• [Information given]:
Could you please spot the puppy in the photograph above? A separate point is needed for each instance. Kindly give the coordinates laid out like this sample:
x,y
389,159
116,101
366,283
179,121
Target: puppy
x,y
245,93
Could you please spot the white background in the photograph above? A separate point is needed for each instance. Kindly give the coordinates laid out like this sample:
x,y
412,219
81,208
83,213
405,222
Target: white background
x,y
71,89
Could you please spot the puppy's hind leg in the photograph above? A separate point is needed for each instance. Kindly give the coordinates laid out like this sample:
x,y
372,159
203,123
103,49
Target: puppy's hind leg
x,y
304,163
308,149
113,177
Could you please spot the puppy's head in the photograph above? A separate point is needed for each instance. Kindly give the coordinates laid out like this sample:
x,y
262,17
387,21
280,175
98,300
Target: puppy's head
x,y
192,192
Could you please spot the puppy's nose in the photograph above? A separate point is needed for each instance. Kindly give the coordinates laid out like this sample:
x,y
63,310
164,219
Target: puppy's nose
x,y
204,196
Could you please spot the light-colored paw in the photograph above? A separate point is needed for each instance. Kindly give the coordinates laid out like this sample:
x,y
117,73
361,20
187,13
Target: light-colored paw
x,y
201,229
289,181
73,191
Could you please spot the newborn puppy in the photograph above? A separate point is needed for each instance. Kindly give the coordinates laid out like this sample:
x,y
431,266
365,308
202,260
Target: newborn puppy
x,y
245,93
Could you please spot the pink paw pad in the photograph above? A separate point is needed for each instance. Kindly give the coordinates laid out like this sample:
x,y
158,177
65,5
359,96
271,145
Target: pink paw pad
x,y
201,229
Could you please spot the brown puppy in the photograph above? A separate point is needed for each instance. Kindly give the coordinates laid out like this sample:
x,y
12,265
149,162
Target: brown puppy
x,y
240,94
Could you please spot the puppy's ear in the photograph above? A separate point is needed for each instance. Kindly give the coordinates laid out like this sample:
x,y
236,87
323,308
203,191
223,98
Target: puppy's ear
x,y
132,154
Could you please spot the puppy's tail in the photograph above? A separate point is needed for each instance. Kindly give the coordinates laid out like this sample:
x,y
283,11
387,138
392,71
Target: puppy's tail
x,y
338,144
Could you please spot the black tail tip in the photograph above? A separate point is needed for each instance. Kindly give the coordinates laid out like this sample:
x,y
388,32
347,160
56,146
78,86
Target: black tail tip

• [Direction]: Copy out every record above line for line, with no change to any word, number or punctuation mark.

• [Written answer]:
Could you please spot the puppy in the photograph above? A separate point is needed for each instance. Kindly give the coordinates laid out like this sample:
x,y
389,159
116,101
366,283
179,121
Target: puppy
x,y
245,93
Could you please spot the white background in the photograph above? A separate point is needed for each instance. Kindly give the coordinates laid out like this sample:
x,y
412,219
81,208
83,213
405,222
Target: white background
x,y
71,89
Could you please spot the puppy's hind leg in the photograph above? A separate point is needed for each instance. Kindly give the coordinates laid out like this sample:
x,y
372,159
203,123
103,49
Target: puppy's hind leg
x,y
304,163
308,149
113,177
Could you please spot the puppy's head in the photograph above? A separate point is needed for each instance. Kindly give the coordinates laid out like this sample:
x,y
262,17
387,21
280,175
98,300
Target: puppy's head
x,y
192,192
Could you please spot the puppy's nose in the photograph above? A separate point is needed for each instance. Kindly give the coordinates laid out like this sample:
x,y
63,310
164,219
Target: puppy's nose
x,y
204,196
Could you please spot the light-colored paw in the photograph above? A separate point is needed for each instance. Kindly give the coordinates laid out like this sample:
x,y
117,73
361,20
187,13
Target: light-colored paw
x,y
201,229
289,181
73,191
Could you please spot the newborn puppy in the photograph above? A separate point is needed for each instance. Kindly give the coordinates laid out like this sample:
x,y
431,266
365,308
202,260
Target: newborn puppy
x,y
245,93
Could you please spot the pink paw pad in the photograph above? A separate point is needed for each instance. Kindly give the coordinates laid out like this sample:
x,y
158,177
65,5
359,96
271,145
Target: pink paw pad
x,y
201,229
Could you please spot the brown puppy in the photograph above? A separate point is needed for each instance. Kindly give the coordinates laid out like this sample:
x,y
12,265
149,162
Target: brown puppy
x,y
240,94
Could you please spot the puppy's ear in the photograph above? A separate point is needed for each instance. Kindly give the coordinates laid out like this sample:
x,y
236,87
323,308
203,191
223,98
Target: puppy's ear
x,y
132,154
Could you please spot the puppy's tail in the photograph above? A separate point is needed for each instance. Kindly give the coordinates laid out like this sample:
x,y
283,11
387,138
392,71
Target: puppy's tail
x,y
338,144
Could you please spot the black tail tip in the photograph above? A separate point is needed for each instance. Kindly give the coordinates laid out like this sample:
x,y
388,32
347,160
56,146
78,86
Target: black tail tip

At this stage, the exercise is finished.